Brief — Write out all of the rows below word for word, with no changes.

++++ Dataset records ++++

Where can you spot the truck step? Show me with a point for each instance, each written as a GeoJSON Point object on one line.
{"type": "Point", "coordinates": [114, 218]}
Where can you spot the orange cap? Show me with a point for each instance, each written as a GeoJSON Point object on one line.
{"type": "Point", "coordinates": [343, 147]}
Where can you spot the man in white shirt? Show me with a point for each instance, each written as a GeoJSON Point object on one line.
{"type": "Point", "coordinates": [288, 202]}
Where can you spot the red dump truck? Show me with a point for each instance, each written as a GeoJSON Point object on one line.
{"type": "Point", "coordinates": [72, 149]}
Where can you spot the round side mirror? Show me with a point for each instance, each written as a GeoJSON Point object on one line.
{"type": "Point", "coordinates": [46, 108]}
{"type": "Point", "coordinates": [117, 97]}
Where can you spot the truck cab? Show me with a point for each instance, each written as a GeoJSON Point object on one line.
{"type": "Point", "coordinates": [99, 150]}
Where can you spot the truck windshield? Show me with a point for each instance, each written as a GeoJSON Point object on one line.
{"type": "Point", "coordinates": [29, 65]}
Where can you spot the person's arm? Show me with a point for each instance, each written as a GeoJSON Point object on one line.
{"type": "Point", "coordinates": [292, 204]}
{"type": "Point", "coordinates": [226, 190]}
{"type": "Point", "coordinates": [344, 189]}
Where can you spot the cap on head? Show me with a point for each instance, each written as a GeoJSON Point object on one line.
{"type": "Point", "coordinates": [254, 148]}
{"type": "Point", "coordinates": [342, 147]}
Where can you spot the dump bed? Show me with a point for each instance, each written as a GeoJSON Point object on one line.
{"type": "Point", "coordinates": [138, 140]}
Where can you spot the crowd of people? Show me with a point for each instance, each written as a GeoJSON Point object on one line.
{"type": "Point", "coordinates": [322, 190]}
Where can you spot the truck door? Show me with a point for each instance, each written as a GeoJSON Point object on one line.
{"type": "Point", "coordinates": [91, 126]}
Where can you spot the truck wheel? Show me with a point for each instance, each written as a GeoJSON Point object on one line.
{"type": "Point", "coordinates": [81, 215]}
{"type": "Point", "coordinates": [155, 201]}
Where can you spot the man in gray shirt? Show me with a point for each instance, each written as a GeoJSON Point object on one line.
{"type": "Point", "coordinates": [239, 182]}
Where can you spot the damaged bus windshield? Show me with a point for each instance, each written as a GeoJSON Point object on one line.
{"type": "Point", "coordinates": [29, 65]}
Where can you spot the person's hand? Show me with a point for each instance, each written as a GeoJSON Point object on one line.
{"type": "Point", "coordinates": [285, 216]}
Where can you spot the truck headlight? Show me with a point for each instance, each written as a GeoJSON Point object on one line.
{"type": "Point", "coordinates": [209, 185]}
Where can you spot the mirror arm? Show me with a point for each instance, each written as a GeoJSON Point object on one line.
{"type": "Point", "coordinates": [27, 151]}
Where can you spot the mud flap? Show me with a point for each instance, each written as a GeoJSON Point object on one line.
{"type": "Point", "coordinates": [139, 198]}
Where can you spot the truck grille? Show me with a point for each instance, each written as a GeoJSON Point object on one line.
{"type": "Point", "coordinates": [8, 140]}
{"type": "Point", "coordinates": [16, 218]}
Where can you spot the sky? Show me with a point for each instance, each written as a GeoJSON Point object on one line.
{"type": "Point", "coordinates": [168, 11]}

++++

Solution for this problem —
Where can you spot the truck step? Show me with a point for each instance, each written as a GeoJSON Point object on one line.
{"type": "Point", "coordinates": [114, 218]}
Where can you spot the orange cap? Show me with a point for each instance, each written as a GeoJSON Point object on one line.
{"type": "Point", "coordinates": [343, 147]}
Where can you spot the man in white shirt? Show me with a point for each instance, each written as a GeoJSON Point object on one line.
{"type": "Point", "coordinates": [288, 202]}
Where can you spot the red dump truck? Show me with a point for each instance, each written as a GeoJSON Point object on one line.
{"type": "Point", "coordinates": [72, 149]}
Where can you spot the round side mirror? Show me with a point for each instance, each written as a GeoJSON Point object on one line.
{"type": "Point", "coordinates": [46, 108]}
{"type": "Point", "coordinates": [117, 97]}
Where can you spot the truck cab? Show me with a point for each instance, each written as a GeoJSON Point object on one line.
{"type": "Point", "coordinates": [99, 150]}
Where can you spot the truck windshield? Show me with a point for each instance, each written as a GeoJSON Point object on one line.
{"type": "Point", "coordinates": [29, 65]}
Where can you spot the person's arm? Show me with a point for each instance, each written as a GeoJSON Point object on one line.
{"type": "Point", "coordinates": [292, 204]}
{"type": "Point", "coordinates": [226, 190]}
{"type": "Point", "coordinates": [344, 189]}
Where can you spot the cap on head? Show me with a point for each instance, each written as a GeoJSON Point object on one line.
{"type": "Point", "coordinates": [254, 148]}
{"type": "Point", "coordinates": [342, 147]}
Where can you spot the dump bed? Show me with a point for each instance, each written as a GeoJSON Point object on one line.
{"type": "Point", "coordinates": [138, 140]}
Where can you spot the crowd of people? Show me with a point for each instance, each written as a GeoJSON Point object on one line.
{"type": "Point", "coordinates": [322, 190]}
Where can you spot the truck door? Show me with a point for each instance, each written as a GeoJSON Point object on one line.
{"type": "Point", "coordinates": [91, 126]}
Where can you spot the truck wheel? Show me with a point for each instance, each written as a GeoJSON Point object on one line.
{"type": "Point", "coordinates": [81, 215]}
{"type": "Point", "coordinates": [155, 201]}
Where can you spot the man in gray shirt? Show me with a point for each instance, each written as a GeoJSON Point object on one line.
{"type": "Point", "coordinates": [239, 182]}
Where can you spot the damaged bus windshield? Show me with a point for each instance, each written as a GeoJSON Point object on one line.
{"type": "Point", "coordinates": [29, 65]}
Where can you spot the person's hand? Show me with a point for each instance, each written as a GeoJSON Point object on one line.
{"type": "Point", "coordinates": [285, 216]}
Where can you spot the truck headlight? Show me with a point for each instance, each written as a GeoJSON Point object on one line.
{"type": "Point", "coordinates": [209, 185]}
Where can you spot the mirror arm? Show me with a point for each instance, each written as a GeoJSON Point object on one line.
{"type": "Point", "coordinates": [27, 151]}
Where can you spot the mud flap? Show me with a point for each instance, each written as a GeoJSON Point object on one line.
{"type": "Point", "coordinates": [139, 198]}
Where can you spot the truck grille? Show me with a point for each instance, each written as a GeoJSON Point object on one line.
{"type": "Point", "coordinates": [8, 140]}
{"type": "Point", "coordinates": [16, 218]}
Where can you spot the sky? Show me with a point for each instance, each written as a GeoJSON Point object on one line.
{"type": "Point", "coordinates": [168, 11]}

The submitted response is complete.